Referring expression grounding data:
* * * * * * *
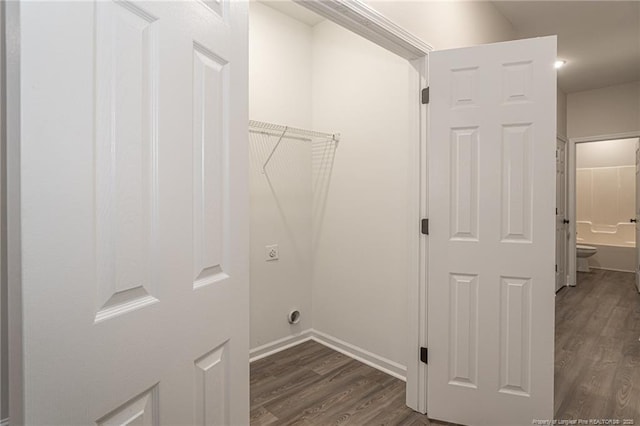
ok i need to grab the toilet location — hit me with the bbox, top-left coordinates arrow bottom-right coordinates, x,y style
576,244 -> 597,272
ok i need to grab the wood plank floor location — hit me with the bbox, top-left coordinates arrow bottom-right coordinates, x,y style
555,269 -> 640,421
251,268 -> 640,425
250,341 -> 449,425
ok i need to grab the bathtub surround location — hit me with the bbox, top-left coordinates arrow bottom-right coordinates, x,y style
575,138 -> 638,272
576,167 -> 635,232
582,244 -> 635,273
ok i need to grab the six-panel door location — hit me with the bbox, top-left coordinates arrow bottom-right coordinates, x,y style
428,36 -> 557,426
17,1 -> 249,423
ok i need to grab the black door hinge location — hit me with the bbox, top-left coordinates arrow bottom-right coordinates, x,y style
421,87 -> 429,104
420,347 -> 428,364
421,218 -> 429,235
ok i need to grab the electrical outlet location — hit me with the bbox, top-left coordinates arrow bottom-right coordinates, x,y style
265,244 -> 279,261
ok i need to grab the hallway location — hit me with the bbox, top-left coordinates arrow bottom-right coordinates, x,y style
555,269 -> 640,420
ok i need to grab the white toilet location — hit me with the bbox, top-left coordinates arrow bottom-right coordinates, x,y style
576,244 -> 597,272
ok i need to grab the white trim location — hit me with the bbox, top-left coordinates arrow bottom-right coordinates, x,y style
405,55 -> 429,414
557,135 -> 569,290
293,0 -> 432,61
590,266 -> 635,273
311,329 -> 407,382
249,330 -> 314,363
568,131 -> 640,288
6,0 -> 23,422
571,131 -> 640,144
249,329 -> 408,382
0,417 -> 8,426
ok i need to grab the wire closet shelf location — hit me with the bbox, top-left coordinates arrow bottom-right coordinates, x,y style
249,120 -> 340,173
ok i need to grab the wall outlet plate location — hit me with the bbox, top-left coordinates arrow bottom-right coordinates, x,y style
265,244 -> 279,261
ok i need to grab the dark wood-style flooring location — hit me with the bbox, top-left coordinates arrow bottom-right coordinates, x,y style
250,340 -> 448,425
251,269 -> 640,425
555,269 -> 640,421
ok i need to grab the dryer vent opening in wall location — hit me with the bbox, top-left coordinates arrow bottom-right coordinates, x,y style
288,310 -> 301,324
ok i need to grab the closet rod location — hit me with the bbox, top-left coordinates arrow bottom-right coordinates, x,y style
248,120 -> 339,173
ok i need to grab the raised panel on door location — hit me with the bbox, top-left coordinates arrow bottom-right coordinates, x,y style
192,43 -> 229,290
94,0 -> 160,323
13,1 -> 249,424
428,36 -> 556,426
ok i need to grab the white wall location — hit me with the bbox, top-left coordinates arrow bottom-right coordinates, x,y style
365,1 -> 516,50
248,0 -> 519,370
249,2 -> 312,129
310,20 -> 413,367
248,2 -> 314,349
567,81 -> 640,139
558,87 -> 567,138
576,138 -> 637,168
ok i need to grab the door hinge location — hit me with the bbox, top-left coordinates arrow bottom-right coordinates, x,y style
421,87 -> 429,104
421,218 -> 429,235
420,347 -> 428,364
555,264 -> 558,272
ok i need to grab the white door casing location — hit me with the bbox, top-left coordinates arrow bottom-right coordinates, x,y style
556,137 -> 568,292
636,142 -> 640,292
10,1 -> 249,424
427,36 -> 556,426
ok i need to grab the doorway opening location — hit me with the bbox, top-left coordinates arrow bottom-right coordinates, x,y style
575,138 -> 638,276
554,133 -> 640,418
567,134 -> 640,289
246,0 -> 429,419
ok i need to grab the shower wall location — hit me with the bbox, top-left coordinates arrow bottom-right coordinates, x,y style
576,138 -> 638,271
576,166 -> 635,235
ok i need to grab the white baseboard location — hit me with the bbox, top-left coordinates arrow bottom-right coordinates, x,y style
1,417 -> 9,426
249,329 -> 407,382
310,329 -> 407,382
249,329 -> 314,363
590,266 -> 635,273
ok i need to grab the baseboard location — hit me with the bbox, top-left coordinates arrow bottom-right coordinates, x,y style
590,266 -> 635,273
248,329 -> 408,382
1,417 -> 9,426
310,329 -> 407,382
249,329 -> 313,363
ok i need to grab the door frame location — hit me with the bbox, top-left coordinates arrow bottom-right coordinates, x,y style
567,131 -> 640,287
558,134 -> 569,290
291,0 -> 432,413
5,0 -> 24,421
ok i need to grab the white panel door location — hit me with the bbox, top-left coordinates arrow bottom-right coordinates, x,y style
12,1 -> 249,424
636,142 -> 640,292
428,36 -> 556,426
556,138 -> 567,292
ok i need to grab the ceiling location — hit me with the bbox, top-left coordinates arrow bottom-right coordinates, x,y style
260,0 -> 639,94
259,0 -> 325,26
492,1 -> 640,93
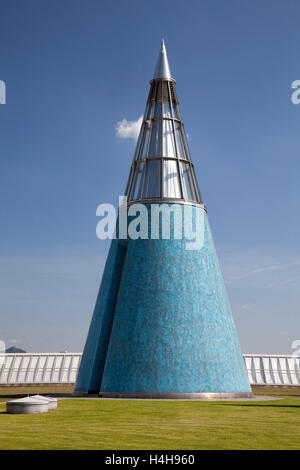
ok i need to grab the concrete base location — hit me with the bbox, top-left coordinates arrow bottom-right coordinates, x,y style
72,390 -> 98,397
97,391 -> 255,400
61,394 -> 282,402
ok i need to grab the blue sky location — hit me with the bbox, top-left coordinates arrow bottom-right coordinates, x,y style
0,0 -> 299,353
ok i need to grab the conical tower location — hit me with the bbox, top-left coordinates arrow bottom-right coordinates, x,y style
74,41 -> 252,398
* * * * * * *
- **Work instruction**: What is needed is a word-for-word transcription of all the entries, with the pictures dropped.

- **Worked solution**:
ok i need to grab the toilet location — hit me with the bbox, top-left coordinates arrow bottom-right coordinates, x,y style
576,244 -> 597,272
ok i need to grab the wood plank floor location — hit me with the bbox, top-left coordinates arrow bottom-right coordinates, x,y style
555,269 -> 640,421
251,268 -> 640,425
250,341 -> 449,425
ok i need to grab the bathtub surround location — hit me with the bbox, top-left coordinates arrow bottom-right coordinates, x,y style
575,138 -> 638,272
576,167 -> 635,232
582,244 -> 635,273
ok i need to grab the six-panel door location — hit me with the bbox, top-left coordinates arrow bottom-right coordinates, x,y style
428,36 -> 557,426
17,1 -> 249,423
ok i need to grab the black door hinge location — hit me with the bbox, top-left coordinates arrow bottom-right coordinates, x,y style
421,87 -> 429,104
420,347 -> 428,364
421,218 -> 429,235
ok i need to grab the electrical outlet location — hit me with the bbox, top-left coordinates arrow bottom-right coordinates, x,y style
265,244 -> 279,261
ok i need to grab the hallway location — hit me with the bbox, top-left coordinates arrow bottom-right coordinates, x,y style
555,269 -> 640,420
ok i need to grab the white toilet location — hit me with the bbox, top-left coordinates arrow bottom-right coordinates, x,y style
576,244 -> 597,272
ok i need to grab the white trim location — hit me with the bbox, top-left coordinates arrow bottom-right coordinates, x,y style
405,55 -> 429,414
557,135 -> 569,290
293,0 -> 432,61
590,266 -> 635,273
311,329 -> 407,382
249,330 -> 314,363
568,131 -> 640,288
6,0 -> 23,422
571,131 -> 640,144
249,329 -> 408,382
0,417 -> 8,426
ok i need to grab the wire closet shelf location — hit me with the bbox, top-left coordinates arrow bottom-right coordinates, x,y style
249,120 -> 340,173
ok i need to grab the wall outlet plate location — hit me with the bbox, top-left coordinates arrow bottom-right coordinates, x,y style
265,244 -> 279,261
ok i need to grab the dark wood-style flooring location — hit me with the bbox, top-left coordinates arrow bottom-right coordinates, x,y style
250,340 -> 448,425
251,269 -> 640,425
555,269 -> 640,421
ok i need to grab the dryer vent opening in wall location — hit me with the bbox, top-left coordinates arrow bottom-right coordinates, x,y style
288,310 -> 301,324
ok i need to grab the closet rod location — hit me with the bbox, top-left coordinates arrow bottom-right coordinates, x,y style
248,120 -> 339,173
ok i need to grab the raised panel on door location — hit me with the bbox, top-left coordinates arrow bottom-right coordinates, x,y style
192,43 -> 229,290
94,0 -> 160,323
13,1 -> 249,424
428,36 -> 556,426
ok i need to grab the white wall location — hit me with the bbox, top-left coordinates arrow bottom-right coordinates, x,y style
365,1 -> 516,50
248,0 -> 519,370
249,2 -> 312,129
310,20 -> 413,367
248,2 -> 314,349
567,81 -> 640,139
558,87 -> 567,138
576,138 -> 637,168
ok i need to grab the door hinge location — hit me with the bbox, top-left coordinates arrow bottom-right coordinates, x,y style
421,87 -> 429,104
421,218 -> 429,235
420,347 -> 428,364
555,264 -> 558,272
ok i need to grab the white door casing location — hit me with the bbox, top-left coordinates arrow bottom-right coordinates, x,y style
556,137 -> 568,292
636,142 -> 640,292
10,1 -> 249,424
427,36 -> 556,426
ok i need to grab the doorway opening location — hit me with the bbox, top-left coordinates arrow bottom-right coordinates, x,y style
575,138 -> 638,276
554,133 -> 640,418
567,134 -> 640,289
246,0 -> 429,419
ok i need to grab the shower wall location — hit me with the bbox, top-left coordinates arrow bottom-right coordinates, x,y style
576,138 -> 638,271
576,166 -> 635,235
ok i need to grab the white baseboard location — hit me with the bbox, top-left coordinates arrow bottom-right coordinates, x,y style
1,417 -> 9,426
249,329 -> 407,382
310,329 -> 407,382
249,329 -> 314,363
590,266 -> 635,273
ok i need to grab the baseboard location — hit me with the bbox, top-left coordinates arrow bottom-right coordinates, x,y style
590,266 -> 635,273
248,329 -> 408,382
1,417 -> 9,426
310,329 -> 407,382
249,329 -> 313,363
ok i need to grab the door frame location — hit me with the bbox, top-left coordinates arrow bottom-right coordinates, x,y style
567,131 -> 640,287
558,134 -> 569,290
291,0 -> 432,413
5,0 -> 24,421
ok i need to grab the white panel door location — hit me with the bbox, top-left coordinates arrow bottom-right coordinates, x,y style
12,1 -> 249,424
636,142 -> 640,292
428,36 -> 556,426
556,138 -> 567,292
ok i need to grab the ceiling location — hit me with the bbox, top-left coordinates arrow bottom-right coordinates, x,y style
260,0 -> 639,94
259,0 -> 325,26
492,1 -> 640,93
ok i need to grab the concrete base location — hit me with the bbox, top-left coordinates arrow bottom-right coordinates, x,y style
72,390 -> 98,397
97,391 -> 255,400
61,394 -> 282,402
ok i need to grab the blue sky location — hit me with the bbox, top-left coordinates arrow bottom-right coordinates, x,y style
0,0 -> 299,353
ok i need to grab the conical tower location — hit me with the bbox, top-left coordinates arrow bottom-right coordinates, x,y style
74,41 -> 252,398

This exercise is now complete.